* _SEITENAUSZUG_
********
Interview mit Valerie Schnitzer „Du musst es leben, du gehst mir sonst kaputt“

Saarlouis · 2017 wurde aus Familienvater Ralf Schnitzer eine Frau: Valerie Schnitzer. Beim Literaturfestival „Erlesen“ stellt sie ihre Biographie vor.

 Valerie Schnitzer

Valerie Schnitzer

Foto: Sabine Zeuner

Ralf Schnitzer unterrichtete in Eppelheim am Gymnasium Musik; sein „Eppelheimer Modell“ der Gesangs-Klasse machte europaweit Schule. Für den promovierten Musiker und Musikpädagogen – Ralf Schnitzer studierte Schulmusik, Violoncello, Dirigieren, Gesang und Musikwissenschaft – stand das Musikalische an oberster Stelle, das Menschliche kam eher zu kurz. 2017 dann der Umbruch: Da wurde aus dem 56-jährigen Familienvater Ralf Schnitzer eine Frau: Valerie Schnitzer. Für sie ging mit dieser Geschlechtsangleichung ein Lebenswunsch in Erfüllung, wie sie in ihrem Buch „Geheilte Seele, befreites Ich“ schildert. Auch heute noch lebt sie mit ihrer Familie zusammen und arbeitet als Studiendirektorin am Dietrich-Bonhoeffer-Gymnasium Eppelheim.

Frau Schnitzer, das Gefühl, lieber eine Frau sein zu wollen, begleitete Sie schon sehr lange, seit Ihrer Kindheit – was war der Auslöser, zu sagen, „Jetzt wage ich den Schritt, jetzt will ich das auch leben“?
********
* _AUFGABEN_
1/ Erklären Sie in ein bis drei Sätzen, was die Geschlechtsangleichung im Jahr 2017 laut dem Interview mit Valerie Schnitzer für sie bedeutete.
2/ Fassen Sie das Interview mit Valerie Schnitzer in genau zwei Sätzen zusammen.
3/ Schreiben Sie das Interview mit Valerie Schnitzer im Anschluss an die erste Frage weiter.
********
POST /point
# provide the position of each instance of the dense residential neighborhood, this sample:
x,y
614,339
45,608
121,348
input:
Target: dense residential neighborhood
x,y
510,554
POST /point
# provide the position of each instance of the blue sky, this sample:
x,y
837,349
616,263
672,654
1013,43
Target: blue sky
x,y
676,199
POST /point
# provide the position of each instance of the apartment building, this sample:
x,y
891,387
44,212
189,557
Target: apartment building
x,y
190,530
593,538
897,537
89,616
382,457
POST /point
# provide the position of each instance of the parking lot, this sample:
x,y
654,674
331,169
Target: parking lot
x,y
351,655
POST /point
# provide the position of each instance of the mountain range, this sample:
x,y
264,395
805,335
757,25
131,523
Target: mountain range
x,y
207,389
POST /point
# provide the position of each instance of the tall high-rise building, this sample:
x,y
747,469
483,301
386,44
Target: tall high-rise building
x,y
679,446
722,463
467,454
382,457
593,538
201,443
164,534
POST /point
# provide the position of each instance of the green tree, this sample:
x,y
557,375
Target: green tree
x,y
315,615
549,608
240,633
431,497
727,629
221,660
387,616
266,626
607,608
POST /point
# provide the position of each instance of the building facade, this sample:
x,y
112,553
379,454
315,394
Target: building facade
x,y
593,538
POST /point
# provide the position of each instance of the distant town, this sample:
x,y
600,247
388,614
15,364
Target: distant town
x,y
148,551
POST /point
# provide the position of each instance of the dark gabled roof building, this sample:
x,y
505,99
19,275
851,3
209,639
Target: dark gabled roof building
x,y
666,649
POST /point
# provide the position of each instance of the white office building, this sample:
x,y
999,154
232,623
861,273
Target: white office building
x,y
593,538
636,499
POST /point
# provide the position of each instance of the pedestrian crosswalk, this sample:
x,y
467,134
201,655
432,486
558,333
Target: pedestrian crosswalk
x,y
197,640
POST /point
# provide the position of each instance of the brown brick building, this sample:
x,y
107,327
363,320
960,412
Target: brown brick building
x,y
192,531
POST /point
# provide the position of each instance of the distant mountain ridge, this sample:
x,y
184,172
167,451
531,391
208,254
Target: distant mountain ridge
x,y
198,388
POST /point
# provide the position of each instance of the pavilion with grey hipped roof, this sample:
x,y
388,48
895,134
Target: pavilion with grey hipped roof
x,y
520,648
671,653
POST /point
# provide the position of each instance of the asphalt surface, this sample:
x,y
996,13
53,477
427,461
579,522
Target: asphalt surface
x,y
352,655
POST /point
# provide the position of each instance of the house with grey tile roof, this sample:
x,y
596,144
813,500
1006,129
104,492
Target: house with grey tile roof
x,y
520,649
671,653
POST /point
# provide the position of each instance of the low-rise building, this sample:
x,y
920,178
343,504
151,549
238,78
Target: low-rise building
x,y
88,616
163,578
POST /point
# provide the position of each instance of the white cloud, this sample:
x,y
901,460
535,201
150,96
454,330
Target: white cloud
********
* _ANTWORTEN JE AUFGABE_
1/ Mit der Geschlechtsangleichung ging für Valerie Schnitzer ein Lebenswunsch in Erfüllung. So schildert sie es in ihrem Buch „Geheilte Seele, befreites Ich“. Das Gefühl, lieber eine Frau sein zu wollen, begleitete sie schon seit ihrer Kindheit.

2/ Der promovierte Musiker und Musikpädagoge Ralf Schnitzer, dessen „Eppelheimer Modell“ der Gesangs-Klasse europaweit Schule machte, wurde 2017 im Alter von 56 Jahren zur Frau Valerie Schnitzer. Sie lebt weiterhin mit ihrer Familie zusammen, arbeitet als Studiendirektorin am Dietrich-Bonhoeffer-Gymnasium Eppelheim und stellt beim Literaturfestival „Erlesen“ ihre Biographie vor.

3/
SCHNITZER Ich habe schon sehr lange, bewusst seit der Pubertät, gespürt, dass ich lieber ein Mädchen, beziehungsweise eine Frau,  sein wollte. Dieses Drängen hat mich all die Jahre hindurch begleitet, es ließ sich nicht wegschieben, betäuben; im Gegenteil, es wurde stärker. Das Schlüsselerlebnis war dann 2014 im Urlaub. Meine Frau Monika war immer schon relativ offen, ohne allerdings die Tragweite meines Bedürfnisses in Gänze zu erkennen. So waren wir also im Urlaub mit dem Wohnwagen unterwegs, ohne Kinder, wir waren fast alleine auf einem Campingplatz in Heilbronn, als meine Frau zu mir sagte: „Zieh doch das Kleid mal an, und die Pumps“ – übrigens das Kleid, das ich auch auf dem Foto trage. Das tat ich, und damit wurde etwas in Gang gesetzt, das immer drängender nach außen wollte, gelebt werden wollte.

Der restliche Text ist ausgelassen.